## GOAL OF THE EXERCISE
Word for word, restate the lines from the one holding "Task: locate the residential" through the end of the data below, including both endpoints and nothing more.

## RECORD EXTRACTS
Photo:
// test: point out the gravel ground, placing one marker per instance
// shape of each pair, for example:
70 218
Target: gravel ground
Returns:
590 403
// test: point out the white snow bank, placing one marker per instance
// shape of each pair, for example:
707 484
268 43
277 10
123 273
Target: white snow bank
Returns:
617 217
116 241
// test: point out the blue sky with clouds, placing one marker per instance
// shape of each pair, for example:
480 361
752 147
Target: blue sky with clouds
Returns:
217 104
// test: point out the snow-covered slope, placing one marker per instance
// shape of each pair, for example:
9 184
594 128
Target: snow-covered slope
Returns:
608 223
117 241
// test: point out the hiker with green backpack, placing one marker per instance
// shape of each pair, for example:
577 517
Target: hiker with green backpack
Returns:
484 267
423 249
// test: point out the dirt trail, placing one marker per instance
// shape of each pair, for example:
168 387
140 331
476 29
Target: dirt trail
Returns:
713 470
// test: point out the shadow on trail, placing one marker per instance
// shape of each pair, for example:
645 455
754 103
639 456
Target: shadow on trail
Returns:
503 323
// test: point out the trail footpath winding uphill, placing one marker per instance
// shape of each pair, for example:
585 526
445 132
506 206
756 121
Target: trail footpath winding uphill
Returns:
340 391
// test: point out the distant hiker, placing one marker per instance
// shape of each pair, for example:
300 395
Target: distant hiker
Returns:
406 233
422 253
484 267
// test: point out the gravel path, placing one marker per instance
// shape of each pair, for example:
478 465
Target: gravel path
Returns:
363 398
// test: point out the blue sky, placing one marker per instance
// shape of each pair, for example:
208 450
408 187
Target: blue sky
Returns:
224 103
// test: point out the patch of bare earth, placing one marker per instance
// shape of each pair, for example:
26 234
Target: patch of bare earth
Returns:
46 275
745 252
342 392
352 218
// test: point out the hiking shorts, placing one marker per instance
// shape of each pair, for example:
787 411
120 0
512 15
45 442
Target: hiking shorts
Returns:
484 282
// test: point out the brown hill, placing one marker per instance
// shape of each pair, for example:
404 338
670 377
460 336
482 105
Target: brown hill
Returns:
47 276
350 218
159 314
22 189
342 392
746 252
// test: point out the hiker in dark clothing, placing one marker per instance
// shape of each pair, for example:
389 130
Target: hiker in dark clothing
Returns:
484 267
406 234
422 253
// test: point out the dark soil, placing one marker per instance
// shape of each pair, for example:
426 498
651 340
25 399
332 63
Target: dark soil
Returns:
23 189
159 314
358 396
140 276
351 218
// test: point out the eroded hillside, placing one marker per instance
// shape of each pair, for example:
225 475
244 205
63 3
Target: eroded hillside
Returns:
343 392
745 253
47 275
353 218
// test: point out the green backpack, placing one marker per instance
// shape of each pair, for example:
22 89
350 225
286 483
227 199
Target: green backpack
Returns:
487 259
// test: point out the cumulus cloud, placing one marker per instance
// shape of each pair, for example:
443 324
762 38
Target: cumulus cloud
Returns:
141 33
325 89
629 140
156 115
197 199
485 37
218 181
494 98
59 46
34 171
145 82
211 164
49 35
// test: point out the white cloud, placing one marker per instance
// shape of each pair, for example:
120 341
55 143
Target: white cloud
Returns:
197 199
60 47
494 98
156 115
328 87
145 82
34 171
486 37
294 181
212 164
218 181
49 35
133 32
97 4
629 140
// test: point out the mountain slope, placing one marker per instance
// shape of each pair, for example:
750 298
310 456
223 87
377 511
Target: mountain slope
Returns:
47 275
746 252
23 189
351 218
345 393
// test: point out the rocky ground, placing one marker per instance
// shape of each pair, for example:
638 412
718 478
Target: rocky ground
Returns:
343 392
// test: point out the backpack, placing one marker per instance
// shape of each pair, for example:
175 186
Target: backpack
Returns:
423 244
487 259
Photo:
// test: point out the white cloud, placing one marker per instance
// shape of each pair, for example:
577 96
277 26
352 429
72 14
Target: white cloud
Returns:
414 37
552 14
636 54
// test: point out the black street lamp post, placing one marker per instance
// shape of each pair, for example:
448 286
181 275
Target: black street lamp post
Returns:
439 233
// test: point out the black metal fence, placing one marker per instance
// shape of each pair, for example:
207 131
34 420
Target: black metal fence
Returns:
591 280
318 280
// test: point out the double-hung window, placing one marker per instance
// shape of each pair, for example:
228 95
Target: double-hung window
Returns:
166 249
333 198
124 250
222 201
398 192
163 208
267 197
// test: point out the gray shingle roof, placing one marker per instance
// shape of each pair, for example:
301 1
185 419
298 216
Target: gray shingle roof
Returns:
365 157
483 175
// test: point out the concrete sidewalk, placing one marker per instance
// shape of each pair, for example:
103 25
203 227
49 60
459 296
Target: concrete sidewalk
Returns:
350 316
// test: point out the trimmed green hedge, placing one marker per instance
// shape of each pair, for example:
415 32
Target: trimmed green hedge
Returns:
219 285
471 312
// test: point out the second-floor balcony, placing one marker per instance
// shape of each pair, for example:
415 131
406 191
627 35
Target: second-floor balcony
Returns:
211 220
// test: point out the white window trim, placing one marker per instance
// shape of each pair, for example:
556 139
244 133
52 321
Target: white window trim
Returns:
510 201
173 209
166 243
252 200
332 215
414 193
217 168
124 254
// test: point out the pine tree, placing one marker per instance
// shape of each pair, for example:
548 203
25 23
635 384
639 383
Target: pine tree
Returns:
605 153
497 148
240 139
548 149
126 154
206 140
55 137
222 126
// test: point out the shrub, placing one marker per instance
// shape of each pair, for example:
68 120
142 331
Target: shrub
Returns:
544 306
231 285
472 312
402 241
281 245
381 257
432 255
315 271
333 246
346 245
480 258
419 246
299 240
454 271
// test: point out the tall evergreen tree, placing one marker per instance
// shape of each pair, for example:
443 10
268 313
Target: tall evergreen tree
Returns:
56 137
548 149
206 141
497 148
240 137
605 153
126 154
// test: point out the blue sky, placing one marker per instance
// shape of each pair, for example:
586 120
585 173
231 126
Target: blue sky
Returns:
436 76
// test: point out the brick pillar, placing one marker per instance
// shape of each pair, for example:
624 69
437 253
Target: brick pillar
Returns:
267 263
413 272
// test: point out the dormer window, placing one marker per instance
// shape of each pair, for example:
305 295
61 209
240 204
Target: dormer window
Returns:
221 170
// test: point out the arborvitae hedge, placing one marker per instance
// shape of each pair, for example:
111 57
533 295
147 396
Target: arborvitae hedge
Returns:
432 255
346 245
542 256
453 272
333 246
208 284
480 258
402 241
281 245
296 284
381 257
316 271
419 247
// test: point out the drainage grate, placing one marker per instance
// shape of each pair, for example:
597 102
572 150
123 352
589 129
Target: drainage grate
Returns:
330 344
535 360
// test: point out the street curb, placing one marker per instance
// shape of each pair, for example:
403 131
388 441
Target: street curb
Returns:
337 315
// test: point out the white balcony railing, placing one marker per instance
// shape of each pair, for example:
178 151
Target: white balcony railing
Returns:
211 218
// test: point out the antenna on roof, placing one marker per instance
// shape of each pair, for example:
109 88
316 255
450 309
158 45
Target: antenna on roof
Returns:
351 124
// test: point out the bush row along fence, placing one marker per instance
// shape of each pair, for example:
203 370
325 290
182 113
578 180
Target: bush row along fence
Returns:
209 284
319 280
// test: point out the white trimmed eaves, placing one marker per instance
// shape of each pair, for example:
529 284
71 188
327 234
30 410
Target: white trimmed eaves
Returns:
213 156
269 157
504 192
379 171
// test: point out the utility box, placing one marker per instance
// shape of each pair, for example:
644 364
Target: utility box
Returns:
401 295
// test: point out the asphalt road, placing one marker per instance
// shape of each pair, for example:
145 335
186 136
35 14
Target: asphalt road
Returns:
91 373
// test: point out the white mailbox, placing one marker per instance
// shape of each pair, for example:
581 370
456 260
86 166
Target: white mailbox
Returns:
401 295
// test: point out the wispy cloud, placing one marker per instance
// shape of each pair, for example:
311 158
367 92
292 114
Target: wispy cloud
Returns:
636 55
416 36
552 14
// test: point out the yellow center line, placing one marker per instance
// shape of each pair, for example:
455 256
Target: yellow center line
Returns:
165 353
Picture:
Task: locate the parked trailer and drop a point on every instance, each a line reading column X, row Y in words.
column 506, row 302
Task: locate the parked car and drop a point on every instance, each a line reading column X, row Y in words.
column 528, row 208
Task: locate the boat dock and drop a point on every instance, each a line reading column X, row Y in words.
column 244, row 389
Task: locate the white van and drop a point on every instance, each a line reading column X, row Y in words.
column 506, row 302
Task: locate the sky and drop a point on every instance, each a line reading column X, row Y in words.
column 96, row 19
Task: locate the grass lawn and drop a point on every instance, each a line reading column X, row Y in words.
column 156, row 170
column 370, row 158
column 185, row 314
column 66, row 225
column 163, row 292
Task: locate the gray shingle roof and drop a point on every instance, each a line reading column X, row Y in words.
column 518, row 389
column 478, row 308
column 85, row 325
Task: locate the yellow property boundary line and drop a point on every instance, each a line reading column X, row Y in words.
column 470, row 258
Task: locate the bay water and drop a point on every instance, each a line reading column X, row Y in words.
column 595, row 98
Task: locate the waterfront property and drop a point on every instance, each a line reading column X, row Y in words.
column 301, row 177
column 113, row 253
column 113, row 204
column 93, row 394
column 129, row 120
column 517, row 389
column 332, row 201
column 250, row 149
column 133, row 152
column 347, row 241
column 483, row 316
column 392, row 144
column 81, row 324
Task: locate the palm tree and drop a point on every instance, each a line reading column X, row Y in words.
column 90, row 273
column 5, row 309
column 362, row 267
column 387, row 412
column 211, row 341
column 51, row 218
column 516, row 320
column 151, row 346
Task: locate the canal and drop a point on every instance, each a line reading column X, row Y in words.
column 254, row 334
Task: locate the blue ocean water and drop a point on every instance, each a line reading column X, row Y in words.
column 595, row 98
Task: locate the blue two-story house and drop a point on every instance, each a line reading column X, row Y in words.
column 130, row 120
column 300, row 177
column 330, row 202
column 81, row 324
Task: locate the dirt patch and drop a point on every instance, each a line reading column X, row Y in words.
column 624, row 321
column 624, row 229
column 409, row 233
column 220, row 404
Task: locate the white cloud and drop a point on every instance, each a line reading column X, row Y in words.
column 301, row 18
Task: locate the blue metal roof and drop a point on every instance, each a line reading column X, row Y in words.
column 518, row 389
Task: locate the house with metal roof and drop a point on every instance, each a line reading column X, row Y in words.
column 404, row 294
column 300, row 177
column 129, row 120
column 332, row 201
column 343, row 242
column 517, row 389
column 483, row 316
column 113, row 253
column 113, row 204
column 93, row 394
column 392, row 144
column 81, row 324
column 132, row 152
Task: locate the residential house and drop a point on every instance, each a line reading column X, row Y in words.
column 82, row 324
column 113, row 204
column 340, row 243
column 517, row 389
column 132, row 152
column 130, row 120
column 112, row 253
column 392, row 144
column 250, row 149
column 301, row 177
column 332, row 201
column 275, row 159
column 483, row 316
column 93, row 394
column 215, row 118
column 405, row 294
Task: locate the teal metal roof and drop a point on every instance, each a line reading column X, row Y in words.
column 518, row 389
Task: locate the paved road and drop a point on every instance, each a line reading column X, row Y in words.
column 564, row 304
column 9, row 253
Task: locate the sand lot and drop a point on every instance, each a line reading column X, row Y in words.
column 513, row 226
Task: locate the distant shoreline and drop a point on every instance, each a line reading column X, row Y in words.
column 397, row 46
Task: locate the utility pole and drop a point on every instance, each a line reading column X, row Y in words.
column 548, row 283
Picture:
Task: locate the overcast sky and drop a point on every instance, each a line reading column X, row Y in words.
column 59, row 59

## OUTPUT FOR THIS TASK
Task: locate the residential house and drop a point on every instance, each a line reading column X, row Y in words.
column 82, row 324
column 113, row 204
column 340, row 243
column 517, row 389
column 132, row 152
column 130, row 120
column 112, row 253
column 392, row 144
column 250, row 149
column 301, row 177
column 332, row 201
column 275, row 159
column 483, row 316
column 93, row 394
column 215, row 118
column 405, row 294
Task: locate the teal metal roof and drop a point on every instance, each a line reading column X, row Y in words.
column 518, row 389
Task: locate the paved road and drop a point on every instance, each a line reading column X, row Y in words.
column 564, row 304
column 9, row 253
Task: locate the sand lot and drop a point on every instance, each a line reading column X, row Y in words.
column 513, row 226
Task: locate the distant shoreline and drop a point on every instance, each a line reading column X, row Y in words.
column 397, row 46
Task: locate the utility pole and drop a point on every instance, each a line reading column X, row Y in words.
column 548, row 283
Picture:
Task: locate the overcast sky and drop a point on every instance, each a line reading column X, row Y in words.
column 59, row 59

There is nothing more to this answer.